Start of EXERCISE DATA
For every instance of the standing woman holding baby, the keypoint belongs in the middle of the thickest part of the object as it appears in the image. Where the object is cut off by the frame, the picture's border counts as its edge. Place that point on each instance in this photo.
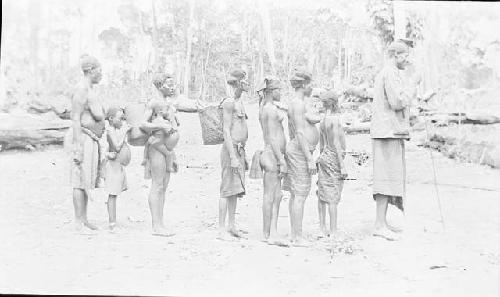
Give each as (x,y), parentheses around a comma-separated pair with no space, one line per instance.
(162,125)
End of EXERCISE DATA
Start of EXERCISE DATA
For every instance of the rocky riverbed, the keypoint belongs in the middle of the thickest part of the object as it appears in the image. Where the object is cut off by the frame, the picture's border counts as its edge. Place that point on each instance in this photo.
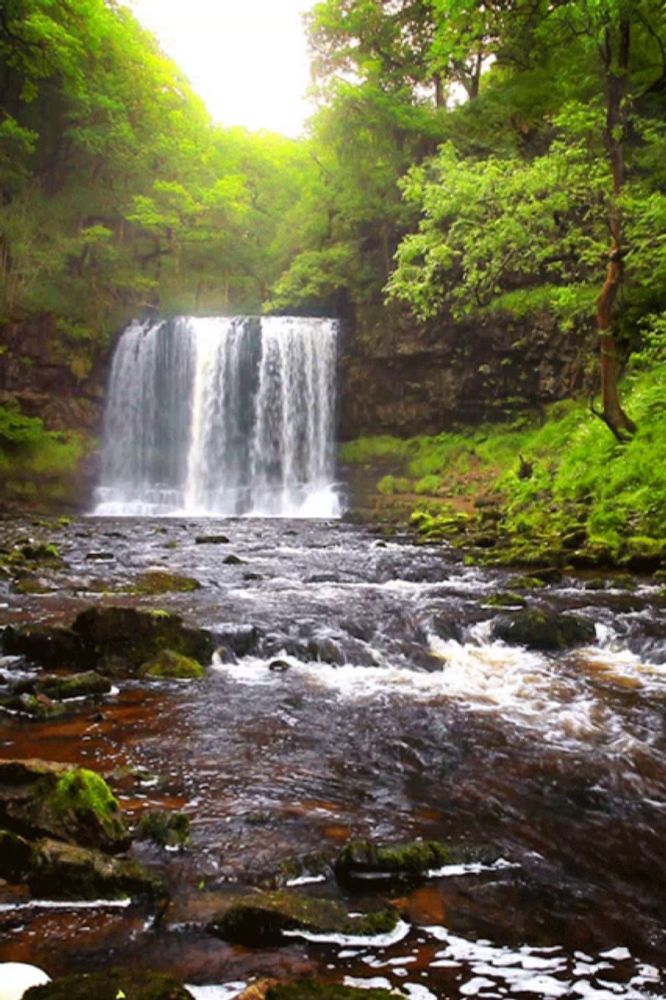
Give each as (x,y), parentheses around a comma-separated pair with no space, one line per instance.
End of EXERCISE DATA
Start of EXERCISE DATA
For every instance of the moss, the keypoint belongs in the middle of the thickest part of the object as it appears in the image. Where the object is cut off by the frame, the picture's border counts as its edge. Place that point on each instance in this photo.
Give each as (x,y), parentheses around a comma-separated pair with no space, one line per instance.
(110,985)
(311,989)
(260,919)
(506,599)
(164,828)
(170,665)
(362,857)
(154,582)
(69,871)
End of EXERCISE DATA
TASK TO COMPLETE:
Lines in the material above that include the string "every" should be listed.

OUTPUT OF THE EXERCISE:
For every instance of the standing woman holding baby, the keypoint belongs in the middle of the thickest part of the object as it appears in the image. Where the object is cut off by the frame, the picture's border counts as its edge. Place that point on each instance in this photo.
For every instance of the rocky riverbed, the keypoint belongs in the middle of the thickest part of the object as it appears in the image. Where the object is cut off by the frame, the picture's border counts as its edge. Place that point on each instance in this photo.
For every instance of the moss, the keypoint belongs in the middle of the thickest part of the object as it appears in the image. Where the object is cut off by the frame, the picture's border counts as its edge. Place that point on each instance in this photo.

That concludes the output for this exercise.